### Teks yang Diberikan
——————————

Syariah berasal dari bahasa arab, mengacu pada
hukum dan cara hidup yang ditentukakn oleh Allah SWT bagi hamba-Nya. Syariah
ini meliputi ideologi dan keyakinan, perilaku dan tata krama, dan hal-hal
praktis sehari-hari, termasuk salah satunya adalah pemasaran. Allah SWT berfirman
"…Untuk umat di antara kamu, Kami telah berikan aturan dan jalan yang
terang" (Qur'an 5:48). Hubungan dari keyakinan, syariat, dan akhlak dalam
membentuk ekonomi islam (termasuk didalamnya ilmu pemasaran) dapat digambarkan
sebagai berikut,
Gambar 1.
Triangle Ekonomi Islam
Sumber :
Adityangga, 2010
Ini menjadi sebuah kewajiban bagi umat muslim
untuk mengkonsumsi makanan halal dan menggunakan produk halal, karena mereka
tidak semata-mata makan dan menggunakan barang-barang untuk kesenangan, tetapi
juga menjalankan tugas, tanggung jawab dan menjalankan misi di dunia ini yaitu
beribadah kepada Allah SWT. Karena Islamic
branding disinonimkan sebagai kepatuhan akan syariah, maka kebutuhan akan
barang halal meningkatkan permintaan konsumen, penjual Muslim dapat memposisikan
diri dengan alasan tersebut, sehingga membuat merek mereka berbeda.

——————————

### Tujuan 1
Periksa apakah tiap pernyataan berikut sesuai dengan teks tentang syariah, lalu jawab ya atau tidak beserta kutipan kata-kata teks yang menentukan: (a) syariah mencakup hal-hal praktis sehari-hari, termasuk pemasaran; (b) umat muslim mengonsumsi barang hanya untuk kesenangan; (c) Islamic branding disamakan dengan kepatuhan akan syariah.
### Tujuan 2
Menurut teks tentang syariah, apa misi umat muslim di dunia ini?
Daftar di bawah ini tidak berperan apa pun dalam pengerjaan tugas.

——————————

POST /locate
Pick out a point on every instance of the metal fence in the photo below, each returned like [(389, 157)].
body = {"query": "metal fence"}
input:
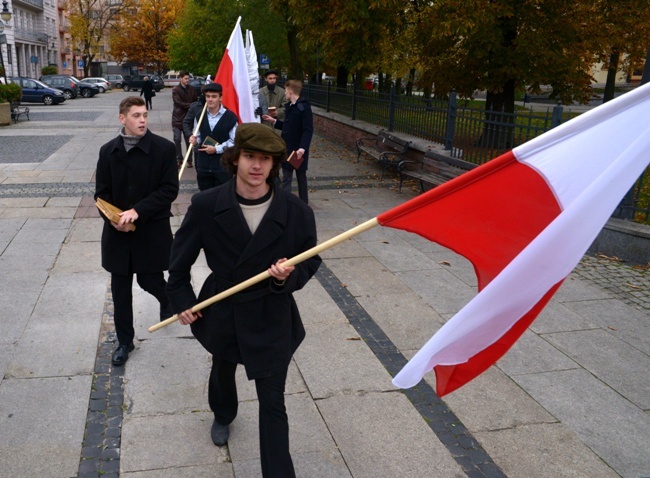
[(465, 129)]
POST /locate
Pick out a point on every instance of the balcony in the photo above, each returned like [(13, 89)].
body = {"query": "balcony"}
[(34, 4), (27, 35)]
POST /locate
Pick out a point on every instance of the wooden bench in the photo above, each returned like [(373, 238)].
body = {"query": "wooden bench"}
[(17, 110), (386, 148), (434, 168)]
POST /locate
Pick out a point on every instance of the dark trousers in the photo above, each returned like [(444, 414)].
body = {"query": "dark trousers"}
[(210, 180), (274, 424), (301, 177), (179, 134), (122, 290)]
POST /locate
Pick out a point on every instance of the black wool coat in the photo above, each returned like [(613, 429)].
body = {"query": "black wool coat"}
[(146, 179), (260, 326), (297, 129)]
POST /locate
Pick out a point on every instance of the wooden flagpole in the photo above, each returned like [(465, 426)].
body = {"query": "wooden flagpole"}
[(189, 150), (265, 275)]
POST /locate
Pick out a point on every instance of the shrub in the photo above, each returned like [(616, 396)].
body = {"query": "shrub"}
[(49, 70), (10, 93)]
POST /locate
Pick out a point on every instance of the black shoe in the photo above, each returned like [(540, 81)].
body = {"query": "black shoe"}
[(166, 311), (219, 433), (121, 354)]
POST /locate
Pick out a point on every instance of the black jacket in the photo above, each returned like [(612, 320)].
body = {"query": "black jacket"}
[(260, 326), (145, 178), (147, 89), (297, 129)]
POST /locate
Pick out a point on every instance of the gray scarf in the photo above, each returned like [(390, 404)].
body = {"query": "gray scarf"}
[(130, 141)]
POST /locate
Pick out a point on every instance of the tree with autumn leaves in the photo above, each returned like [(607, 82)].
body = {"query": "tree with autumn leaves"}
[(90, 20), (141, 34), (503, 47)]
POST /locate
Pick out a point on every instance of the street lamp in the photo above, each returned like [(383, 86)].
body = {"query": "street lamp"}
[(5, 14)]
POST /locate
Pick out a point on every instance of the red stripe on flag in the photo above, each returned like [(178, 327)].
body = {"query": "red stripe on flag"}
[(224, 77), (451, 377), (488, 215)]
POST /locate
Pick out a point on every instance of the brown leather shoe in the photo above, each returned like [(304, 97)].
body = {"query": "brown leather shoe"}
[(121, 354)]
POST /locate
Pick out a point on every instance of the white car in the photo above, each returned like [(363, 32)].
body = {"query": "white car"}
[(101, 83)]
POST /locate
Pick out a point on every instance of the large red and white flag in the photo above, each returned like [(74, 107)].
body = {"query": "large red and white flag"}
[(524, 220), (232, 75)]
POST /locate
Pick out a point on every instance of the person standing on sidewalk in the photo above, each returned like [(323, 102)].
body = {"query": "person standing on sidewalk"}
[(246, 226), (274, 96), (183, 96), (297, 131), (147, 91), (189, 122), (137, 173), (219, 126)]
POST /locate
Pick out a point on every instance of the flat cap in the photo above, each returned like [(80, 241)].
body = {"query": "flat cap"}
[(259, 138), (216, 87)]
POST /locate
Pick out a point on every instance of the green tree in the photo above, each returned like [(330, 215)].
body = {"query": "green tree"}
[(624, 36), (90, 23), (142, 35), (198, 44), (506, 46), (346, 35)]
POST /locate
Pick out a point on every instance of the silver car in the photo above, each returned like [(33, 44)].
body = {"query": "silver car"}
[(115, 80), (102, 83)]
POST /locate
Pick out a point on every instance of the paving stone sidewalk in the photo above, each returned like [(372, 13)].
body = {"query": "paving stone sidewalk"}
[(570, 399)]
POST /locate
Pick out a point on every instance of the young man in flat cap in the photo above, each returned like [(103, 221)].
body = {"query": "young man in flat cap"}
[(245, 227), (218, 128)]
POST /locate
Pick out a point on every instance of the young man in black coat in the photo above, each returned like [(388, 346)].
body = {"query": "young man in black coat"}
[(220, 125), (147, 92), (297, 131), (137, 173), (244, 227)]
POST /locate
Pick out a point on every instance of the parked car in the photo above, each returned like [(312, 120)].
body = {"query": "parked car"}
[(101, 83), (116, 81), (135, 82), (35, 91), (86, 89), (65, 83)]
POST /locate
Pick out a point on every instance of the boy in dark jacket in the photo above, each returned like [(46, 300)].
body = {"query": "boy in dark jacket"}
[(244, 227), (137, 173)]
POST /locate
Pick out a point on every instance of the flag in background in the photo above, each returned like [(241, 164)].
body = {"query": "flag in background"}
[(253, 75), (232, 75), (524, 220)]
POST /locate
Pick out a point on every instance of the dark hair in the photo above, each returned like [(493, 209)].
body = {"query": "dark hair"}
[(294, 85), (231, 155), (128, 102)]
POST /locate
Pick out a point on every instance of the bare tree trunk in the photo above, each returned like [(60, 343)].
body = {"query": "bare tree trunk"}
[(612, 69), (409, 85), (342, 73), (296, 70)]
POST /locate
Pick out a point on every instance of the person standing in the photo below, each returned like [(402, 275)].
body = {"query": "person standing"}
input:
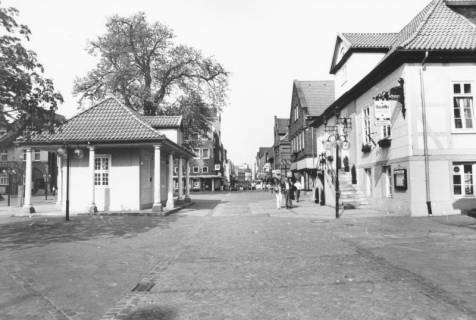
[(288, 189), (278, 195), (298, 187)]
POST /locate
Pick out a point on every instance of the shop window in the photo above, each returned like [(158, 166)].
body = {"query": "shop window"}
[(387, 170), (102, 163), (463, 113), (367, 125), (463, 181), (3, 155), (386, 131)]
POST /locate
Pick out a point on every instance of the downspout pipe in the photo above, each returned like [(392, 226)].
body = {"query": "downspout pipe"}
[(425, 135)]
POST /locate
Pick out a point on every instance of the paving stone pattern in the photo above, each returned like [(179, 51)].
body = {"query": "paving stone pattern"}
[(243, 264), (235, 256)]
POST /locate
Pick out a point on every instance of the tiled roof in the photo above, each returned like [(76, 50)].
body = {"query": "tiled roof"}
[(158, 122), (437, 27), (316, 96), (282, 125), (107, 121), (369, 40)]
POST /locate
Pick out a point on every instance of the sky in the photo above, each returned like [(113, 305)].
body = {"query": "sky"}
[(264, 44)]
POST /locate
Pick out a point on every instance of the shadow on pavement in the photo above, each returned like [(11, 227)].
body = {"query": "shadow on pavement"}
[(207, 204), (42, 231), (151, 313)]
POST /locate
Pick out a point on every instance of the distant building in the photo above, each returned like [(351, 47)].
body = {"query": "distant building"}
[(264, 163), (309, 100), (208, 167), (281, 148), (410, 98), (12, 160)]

——————————

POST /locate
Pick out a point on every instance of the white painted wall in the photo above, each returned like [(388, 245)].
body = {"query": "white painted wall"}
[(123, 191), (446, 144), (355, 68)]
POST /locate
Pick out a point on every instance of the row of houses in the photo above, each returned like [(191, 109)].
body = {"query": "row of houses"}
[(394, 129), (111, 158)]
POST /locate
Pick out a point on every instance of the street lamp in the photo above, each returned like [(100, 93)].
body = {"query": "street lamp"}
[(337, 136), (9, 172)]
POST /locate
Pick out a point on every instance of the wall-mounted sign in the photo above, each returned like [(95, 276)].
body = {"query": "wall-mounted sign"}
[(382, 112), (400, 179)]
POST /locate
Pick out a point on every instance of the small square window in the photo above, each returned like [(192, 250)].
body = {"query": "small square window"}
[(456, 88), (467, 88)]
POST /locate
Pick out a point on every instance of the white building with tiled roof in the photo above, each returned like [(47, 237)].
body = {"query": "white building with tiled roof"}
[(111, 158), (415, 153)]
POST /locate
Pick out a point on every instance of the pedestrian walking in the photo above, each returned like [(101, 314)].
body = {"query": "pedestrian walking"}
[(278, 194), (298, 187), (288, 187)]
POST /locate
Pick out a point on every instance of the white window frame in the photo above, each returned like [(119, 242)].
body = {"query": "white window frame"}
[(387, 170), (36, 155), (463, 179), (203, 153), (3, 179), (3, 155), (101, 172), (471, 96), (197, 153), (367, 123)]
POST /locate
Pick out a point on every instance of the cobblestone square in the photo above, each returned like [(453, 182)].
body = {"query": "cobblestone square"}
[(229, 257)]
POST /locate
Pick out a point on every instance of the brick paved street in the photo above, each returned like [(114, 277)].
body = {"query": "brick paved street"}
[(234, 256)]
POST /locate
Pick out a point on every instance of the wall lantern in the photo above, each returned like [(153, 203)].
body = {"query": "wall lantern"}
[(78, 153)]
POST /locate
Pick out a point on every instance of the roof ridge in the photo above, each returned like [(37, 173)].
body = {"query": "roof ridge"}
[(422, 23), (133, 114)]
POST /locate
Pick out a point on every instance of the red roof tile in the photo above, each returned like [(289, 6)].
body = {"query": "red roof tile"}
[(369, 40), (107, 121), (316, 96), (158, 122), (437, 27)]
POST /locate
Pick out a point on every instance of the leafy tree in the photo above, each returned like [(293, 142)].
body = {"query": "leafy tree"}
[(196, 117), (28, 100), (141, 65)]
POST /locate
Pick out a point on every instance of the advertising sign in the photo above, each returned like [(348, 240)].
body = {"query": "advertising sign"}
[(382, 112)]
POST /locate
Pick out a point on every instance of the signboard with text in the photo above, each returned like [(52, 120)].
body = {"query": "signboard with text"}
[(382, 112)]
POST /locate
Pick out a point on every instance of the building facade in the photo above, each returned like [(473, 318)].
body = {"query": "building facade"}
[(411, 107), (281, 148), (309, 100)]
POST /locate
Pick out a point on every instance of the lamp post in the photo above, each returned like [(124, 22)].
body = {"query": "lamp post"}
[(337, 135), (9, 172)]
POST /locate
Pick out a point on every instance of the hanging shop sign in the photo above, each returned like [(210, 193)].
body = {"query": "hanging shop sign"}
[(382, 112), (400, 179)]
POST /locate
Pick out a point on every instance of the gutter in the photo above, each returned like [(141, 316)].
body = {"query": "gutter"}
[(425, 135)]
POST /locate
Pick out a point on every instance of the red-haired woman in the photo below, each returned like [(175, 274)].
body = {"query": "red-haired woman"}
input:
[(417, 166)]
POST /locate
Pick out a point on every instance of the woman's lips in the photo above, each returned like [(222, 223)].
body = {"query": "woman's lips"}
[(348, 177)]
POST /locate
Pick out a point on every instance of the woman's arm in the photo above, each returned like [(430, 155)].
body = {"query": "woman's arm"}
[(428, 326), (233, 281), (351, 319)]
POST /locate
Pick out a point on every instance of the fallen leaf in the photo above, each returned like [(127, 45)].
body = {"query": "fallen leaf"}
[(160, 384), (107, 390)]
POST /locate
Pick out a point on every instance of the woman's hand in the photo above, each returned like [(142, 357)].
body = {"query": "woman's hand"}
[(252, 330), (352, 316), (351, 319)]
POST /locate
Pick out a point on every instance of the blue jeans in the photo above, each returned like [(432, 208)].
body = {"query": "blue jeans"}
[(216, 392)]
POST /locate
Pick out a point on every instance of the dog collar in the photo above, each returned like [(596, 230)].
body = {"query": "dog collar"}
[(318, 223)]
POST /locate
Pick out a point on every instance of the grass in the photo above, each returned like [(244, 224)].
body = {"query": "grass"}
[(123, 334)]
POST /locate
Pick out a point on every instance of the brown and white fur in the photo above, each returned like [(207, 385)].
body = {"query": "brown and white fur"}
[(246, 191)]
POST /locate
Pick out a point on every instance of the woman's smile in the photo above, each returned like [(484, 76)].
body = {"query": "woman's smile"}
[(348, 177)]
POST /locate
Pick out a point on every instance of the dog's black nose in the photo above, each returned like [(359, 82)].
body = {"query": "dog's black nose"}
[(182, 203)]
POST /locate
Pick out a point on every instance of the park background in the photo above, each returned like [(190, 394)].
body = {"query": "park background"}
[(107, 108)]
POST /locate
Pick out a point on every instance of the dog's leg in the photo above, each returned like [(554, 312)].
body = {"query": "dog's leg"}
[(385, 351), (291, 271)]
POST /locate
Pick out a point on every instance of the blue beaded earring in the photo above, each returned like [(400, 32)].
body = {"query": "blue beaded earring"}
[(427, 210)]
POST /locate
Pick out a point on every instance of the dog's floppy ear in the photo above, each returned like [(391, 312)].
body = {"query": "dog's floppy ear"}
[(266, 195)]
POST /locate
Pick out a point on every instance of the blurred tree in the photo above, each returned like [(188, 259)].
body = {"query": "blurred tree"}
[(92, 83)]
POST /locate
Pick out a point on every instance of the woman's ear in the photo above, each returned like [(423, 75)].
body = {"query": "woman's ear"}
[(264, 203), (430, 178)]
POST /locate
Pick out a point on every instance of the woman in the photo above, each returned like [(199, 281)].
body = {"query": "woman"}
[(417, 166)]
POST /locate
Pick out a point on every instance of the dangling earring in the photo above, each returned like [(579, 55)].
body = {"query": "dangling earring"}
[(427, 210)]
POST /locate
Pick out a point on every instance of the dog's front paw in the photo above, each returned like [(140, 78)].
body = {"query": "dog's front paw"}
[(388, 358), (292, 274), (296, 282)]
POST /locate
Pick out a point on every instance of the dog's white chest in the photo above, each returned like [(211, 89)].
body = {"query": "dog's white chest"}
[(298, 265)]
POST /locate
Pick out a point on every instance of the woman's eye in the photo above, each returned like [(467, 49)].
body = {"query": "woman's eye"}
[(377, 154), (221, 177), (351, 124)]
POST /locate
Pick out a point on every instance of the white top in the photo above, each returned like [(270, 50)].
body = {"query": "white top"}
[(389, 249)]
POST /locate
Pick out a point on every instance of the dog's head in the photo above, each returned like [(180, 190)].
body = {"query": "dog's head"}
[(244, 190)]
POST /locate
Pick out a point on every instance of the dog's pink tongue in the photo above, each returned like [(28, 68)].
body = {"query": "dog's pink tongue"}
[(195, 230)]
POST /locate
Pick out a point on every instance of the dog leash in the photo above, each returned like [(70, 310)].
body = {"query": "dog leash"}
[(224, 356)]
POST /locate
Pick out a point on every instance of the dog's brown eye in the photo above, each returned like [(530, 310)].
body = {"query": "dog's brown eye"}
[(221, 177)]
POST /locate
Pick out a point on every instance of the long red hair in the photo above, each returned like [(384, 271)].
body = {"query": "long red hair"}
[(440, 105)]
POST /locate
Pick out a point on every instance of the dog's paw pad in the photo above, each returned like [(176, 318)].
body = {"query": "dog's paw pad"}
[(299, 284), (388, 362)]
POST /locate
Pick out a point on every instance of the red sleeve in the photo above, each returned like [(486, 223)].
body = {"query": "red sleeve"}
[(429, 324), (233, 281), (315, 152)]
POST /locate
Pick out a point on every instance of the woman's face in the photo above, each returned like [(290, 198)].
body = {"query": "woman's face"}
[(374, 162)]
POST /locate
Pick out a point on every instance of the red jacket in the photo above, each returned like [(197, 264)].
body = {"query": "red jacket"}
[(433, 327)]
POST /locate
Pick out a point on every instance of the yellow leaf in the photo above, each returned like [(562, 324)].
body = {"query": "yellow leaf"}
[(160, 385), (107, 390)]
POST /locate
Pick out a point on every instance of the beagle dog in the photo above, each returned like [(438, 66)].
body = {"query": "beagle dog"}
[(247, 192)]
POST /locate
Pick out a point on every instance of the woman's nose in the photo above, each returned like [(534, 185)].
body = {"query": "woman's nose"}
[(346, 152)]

——————————

### Penyelesaian Soal 1
(a) Ya: "dan hal-hal praktis sehari-hari, termasuk salah satunya adalah pemasaran"
(b) Tidak: "tidak semata-mata makan dan menggunakan barang-barang untuk kesenangan"
(c) Ya: "Islamic branding disinonimkan sebagai kepatuhan akan syariah"

### Penyelesaian Soal 2
Beribadah kepada Allah SWT.